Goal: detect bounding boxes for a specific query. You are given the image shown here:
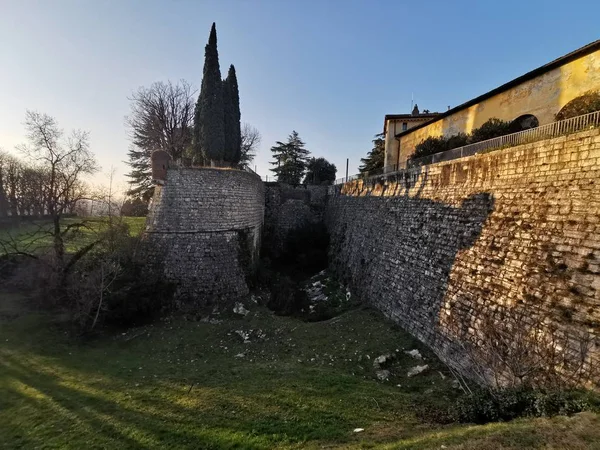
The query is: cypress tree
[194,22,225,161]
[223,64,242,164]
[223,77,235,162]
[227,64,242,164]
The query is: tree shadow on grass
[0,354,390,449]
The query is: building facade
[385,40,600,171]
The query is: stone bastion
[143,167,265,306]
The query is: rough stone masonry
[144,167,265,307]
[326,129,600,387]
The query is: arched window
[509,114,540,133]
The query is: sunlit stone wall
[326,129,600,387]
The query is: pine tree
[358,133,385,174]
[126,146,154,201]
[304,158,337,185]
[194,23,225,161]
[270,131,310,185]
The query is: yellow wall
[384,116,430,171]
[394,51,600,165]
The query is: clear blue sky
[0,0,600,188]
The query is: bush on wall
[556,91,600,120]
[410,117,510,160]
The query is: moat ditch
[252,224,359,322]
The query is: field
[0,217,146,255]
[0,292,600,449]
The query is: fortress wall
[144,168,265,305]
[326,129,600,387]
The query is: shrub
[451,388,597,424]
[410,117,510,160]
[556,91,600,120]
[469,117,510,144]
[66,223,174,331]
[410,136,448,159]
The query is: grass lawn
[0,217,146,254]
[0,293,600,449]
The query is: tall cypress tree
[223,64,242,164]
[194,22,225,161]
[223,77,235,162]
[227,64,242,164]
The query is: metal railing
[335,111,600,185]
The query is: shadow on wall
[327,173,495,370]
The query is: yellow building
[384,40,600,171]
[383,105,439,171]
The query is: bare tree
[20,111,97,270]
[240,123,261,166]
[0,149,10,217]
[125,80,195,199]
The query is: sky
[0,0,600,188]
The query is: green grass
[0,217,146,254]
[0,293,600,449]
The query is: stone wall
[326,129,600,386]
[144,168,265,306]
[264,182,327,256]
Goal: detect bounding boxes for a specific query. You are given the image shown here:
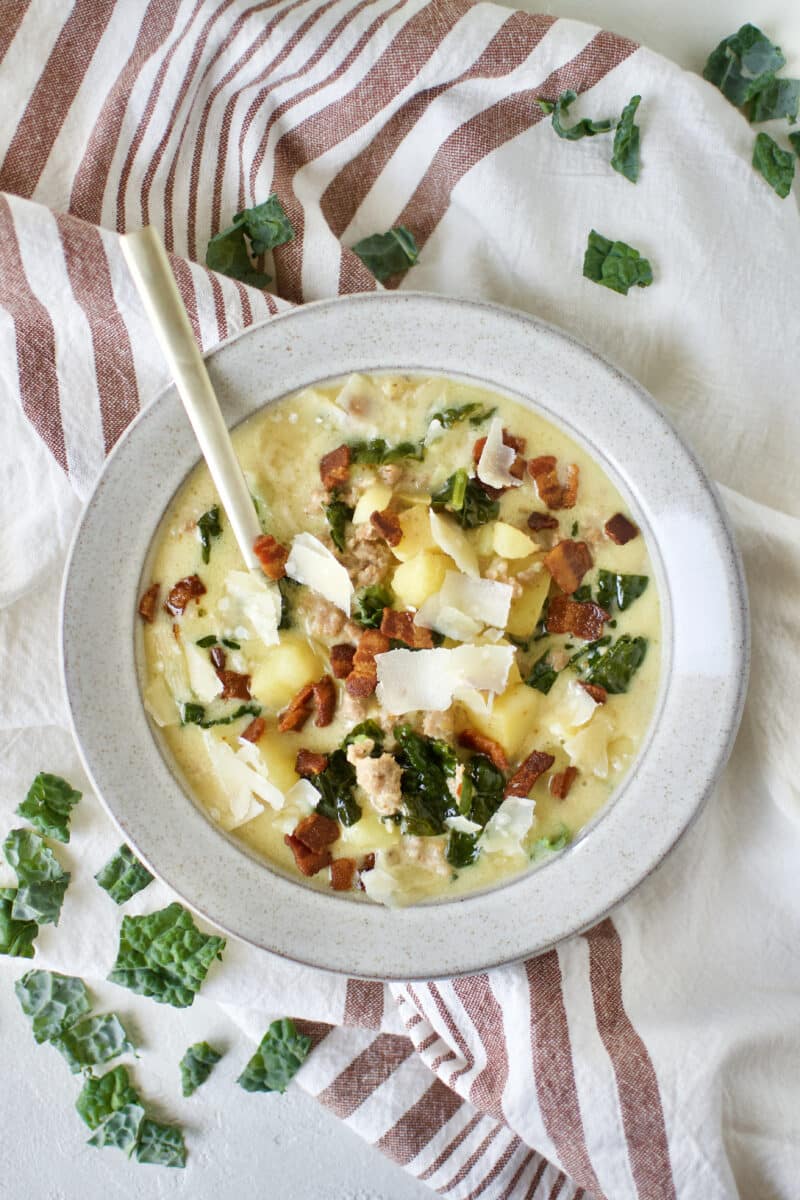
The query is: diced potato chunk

---

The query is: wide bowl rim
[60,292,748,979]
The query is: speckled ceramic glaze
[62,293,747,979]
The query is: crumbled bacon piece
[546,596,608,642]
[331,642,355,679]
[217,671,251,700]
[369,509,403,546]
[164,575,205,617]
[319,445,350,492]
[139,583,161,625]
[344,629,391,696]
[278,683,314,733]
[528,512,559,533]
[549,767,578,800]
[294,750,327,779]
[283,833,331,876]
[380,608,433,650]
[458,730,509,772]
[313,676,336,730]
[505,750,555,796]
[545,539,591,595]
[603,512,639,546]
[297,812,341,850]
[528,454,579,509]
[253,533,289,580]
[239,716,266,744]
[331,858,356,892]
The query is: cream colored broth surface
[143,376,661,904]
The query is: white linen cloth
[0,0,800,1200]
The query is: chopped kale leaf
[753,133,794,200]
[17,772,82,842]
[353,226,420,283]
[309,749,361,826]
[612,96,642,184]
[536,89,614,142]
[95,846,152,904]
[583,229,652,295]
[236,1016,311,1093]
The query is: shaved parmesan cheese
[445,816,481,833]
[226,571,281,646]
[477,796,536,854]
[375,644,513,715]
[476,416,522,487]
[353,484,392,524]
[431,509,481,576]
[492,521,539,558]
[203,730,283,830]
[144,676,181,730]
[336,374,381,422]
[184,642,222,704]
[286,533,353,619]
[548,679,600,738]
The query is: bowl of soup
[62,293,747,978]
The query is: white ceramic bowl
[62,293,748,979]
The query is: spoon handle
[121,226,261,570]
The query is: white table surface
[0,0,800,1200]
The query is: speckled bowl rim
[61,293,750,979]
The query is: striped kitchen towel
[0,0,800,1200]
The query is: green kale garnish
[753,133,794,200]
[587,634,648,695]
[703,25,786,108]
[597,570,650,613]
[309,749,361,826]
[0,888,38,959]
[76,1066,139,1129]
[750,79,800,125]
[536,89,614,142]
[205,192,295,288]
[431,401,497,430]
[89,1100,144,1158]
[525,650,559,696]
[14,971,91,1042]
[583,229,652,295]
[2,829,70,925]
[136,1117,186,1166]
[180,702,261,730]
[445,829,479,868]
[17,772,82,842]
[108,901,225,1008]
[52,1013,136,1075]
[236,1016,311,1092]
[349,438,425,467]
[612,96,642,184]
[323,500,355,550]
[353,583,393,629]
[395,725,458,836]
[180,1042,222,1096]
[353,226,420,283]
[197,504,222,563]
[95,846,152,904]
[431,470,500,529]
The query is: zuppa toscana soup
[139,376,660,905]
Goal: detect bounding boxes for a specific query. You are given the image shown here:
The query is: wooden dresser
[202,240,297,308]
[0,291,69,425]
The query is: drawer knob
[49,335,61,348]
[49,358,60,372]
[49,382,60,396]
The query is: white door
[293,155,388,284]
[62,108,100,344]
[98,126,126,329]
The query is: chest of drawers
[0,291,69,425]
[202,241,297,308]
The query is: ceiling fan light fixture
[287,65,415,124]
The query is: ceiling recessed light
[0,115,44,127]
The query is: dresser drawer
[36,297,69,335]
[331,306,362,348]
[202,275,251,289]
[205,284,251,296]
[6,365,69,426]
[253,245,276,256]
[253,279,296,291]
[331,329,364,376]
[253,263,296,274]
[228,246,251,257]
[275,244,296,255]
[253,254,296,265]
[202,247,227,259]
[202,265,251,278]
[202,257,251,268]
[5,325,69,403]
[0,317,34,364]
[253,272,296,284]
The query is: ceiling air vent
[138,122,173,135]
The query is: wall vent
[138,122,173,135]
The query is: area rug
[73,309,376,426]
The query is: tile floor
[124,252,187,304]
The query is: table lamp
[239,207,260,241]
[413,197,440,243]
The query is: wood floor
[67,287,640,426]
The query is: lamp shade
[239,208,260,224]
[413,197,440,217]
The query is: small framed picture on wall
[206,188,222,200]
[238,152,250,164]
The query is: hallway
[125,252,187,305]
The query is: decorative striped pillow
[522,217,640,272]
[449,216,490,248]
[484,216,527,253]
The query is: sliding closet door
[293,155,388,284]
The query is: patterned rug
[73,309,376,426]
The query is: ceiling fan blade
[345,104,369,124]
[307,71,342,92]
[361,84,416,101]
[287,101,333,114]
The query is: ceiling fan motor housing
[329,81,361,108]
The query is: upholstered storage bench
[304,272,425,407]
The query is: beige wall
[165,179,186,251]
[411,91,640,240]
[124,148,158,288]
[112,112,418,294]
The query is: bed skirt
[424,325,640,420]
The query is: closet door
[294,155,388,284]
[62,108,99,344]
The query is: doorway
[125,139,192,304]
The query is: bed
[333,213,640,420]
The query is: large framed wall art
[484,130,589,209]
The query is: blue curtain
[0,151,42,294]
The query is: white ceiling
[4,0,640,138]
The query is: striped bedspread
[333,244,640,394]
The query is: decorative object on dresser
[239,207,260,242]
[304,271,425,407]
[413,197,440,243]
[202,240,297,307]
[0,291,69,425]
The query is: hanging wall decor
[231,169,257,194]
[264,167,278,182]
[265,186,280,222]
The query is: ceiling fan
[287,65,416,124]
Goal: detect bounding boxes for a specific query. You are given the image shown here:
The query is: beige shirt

---

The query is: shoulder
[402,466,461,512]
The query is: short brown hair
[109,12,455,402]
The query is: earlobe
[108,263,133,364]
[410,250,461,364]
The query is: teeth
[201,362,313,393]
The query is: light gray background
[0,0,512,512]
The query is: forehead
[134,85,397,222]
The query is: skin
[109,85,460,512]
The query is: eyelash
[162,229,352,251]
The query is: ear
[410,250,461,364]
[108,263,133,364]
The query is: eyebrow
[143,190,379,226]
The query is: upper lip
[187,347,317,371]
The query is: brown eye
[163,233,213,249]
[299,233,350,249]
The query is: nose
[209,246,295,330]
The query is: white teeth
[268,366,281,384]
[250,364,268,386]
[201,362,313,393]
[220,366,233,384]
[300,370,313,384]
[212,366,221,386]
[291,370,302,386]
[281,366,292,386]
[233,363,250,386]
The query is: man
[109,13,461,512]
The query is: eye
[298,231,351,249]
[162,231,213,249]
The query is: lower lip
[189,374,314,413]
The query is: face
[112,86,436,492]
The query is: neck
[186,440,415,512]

---

### THE PROBLEM
Count the lines in the records above that contain the string "floor". Case counts. Reply with the number only.

### FULL ANSWER
2